- [Requests]
A. Using the blog excerpt below, please explain in one to three sentences why the group found its visits with the two couples in San Carlos interesting.
B. According to the blog excerpt below, which large industrial factory in Mendoza did the group visit on its last local fieldtrip?

- [Source passage]
++++++++++
This blog will chronicle the adventures, learning experiences and trials and tribulations of the participants in TIES Argentina. We will try to update on a weekly basis, and welcome your feedback and suggestions.

Monday, March 21, 2011

Valle de Uco

After a very relaxing three-day break, the group was ready to pick up where they left off in the history and culture class with Marcelo Reynoso.  This six-day section focused on the era of Perón in Argentine politics and was divided into two parts.  The first part included lecture time for half of the day while the other half of the day was focused on local fieldtrips. We took three fieldtrips during these first few days. The first fieldtrip included a visit to the local artisan’s market. While there we learned about the history of how the market came to be and how it continues to progress today. Our second trip took us to El Museo de Cuyo, which focused on the history of the Mendoza region, where we learned about several important figures such as San Martín, la familia de Francisco Civit, and Manuel Belgrano. The last fieldtrip focused on the economical development of IMPSA, a large industrial factory in Mendoza. There we learned about an Italian family who transformed their small workshop into one of the largest international industrial factories in Mendoza. After our visit to the industrial factory, Leonardo Román, a history student from the University of Cuyo, visited us and aided in the discussion about Peronism during the 1970’s.

Touring wind turbine manufacturing at the IMPSA plant

             On Saturday we got up bright and early to start the second half of our six-day history and culture lesson, a three-day trip to Valle de Uco. After a short stop at a monument dedicated to San Martín we arrived in San Carlos where we sat down for a talk with Camilo and Blanca. The couple shared their history of how their family arrived in San Carlos and also talked about their experiences during the presidency of Perón. After visiting with Camilo and Blanca, we set off to meet with Marcelo’s parents to talk about their life in San Carlos. It was interesting to see the two varying viewpoints of the couples on politics during the era of Perón and the differences in the history of their families.
++++++++++
- [Data block]
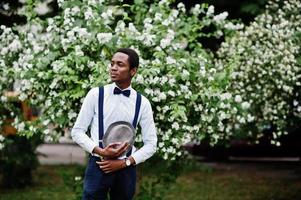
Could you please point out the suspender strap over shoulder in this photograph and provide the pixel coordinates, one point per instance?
(100, 117)
(137, 110)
++++++++++
- [Full solutions]
A. The visits let the group see the two couples' differing viewpoints on politics during the era of Perón. They also showed how the histories of the two families differed.

B. IMPSA